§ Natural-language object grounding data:

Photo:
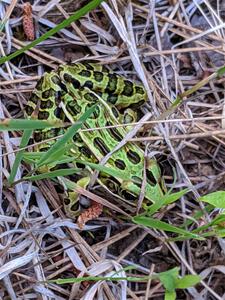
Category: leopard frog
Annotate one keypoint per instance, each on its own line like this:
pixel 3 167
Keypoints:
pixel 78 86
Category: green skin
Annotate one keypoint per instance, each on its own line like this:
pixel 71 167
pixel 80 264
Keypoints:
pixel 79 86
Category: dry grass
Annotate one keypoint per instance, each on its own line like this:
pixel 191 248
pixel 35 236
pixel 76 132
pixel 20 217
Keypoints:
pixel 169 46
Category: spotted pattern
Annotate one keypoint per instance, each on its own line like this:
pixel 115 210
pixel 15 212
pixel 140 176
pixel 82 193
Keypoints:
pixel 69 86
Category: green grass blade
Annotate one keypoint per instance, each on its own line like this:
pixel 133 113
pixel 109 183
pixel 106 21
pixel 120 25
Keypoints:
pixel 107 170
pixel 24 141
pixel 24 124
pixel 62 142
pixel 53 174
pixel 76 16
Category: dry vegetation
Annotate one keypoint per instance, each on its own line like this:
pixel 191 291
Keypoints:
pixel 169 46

...

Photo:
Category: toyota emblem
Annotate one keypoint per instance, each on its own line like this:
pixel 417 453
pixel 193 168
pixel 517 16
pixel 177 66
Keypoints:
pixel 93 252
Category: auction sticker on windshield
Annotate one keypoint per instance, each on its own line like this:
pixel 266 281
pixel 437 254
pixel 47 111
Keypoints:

--

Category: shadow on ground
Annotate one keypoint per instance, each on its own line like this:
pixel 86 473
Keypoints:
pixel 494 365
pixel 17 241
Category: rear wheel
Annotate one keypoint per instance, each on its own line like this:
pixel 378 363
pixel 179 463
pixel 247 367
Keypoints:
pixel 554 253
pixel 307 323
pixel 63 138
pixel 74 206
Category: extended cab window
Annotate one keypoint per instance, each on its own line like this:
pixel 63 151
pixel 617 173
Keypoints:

§ Problem requirements: Only the lines that contain the string "Category" should be copied from the entries above.

§ Exercise response:
Category: leopard frog
Category: green skin
Category: dry grass
Category: spotted pattern
Category: green grass blade
Category: dry vegetation
Category: toyota emblem
Category: auction sticker on windshield
Category: shadow on ground
Category: rear wheel
Category: extended cab window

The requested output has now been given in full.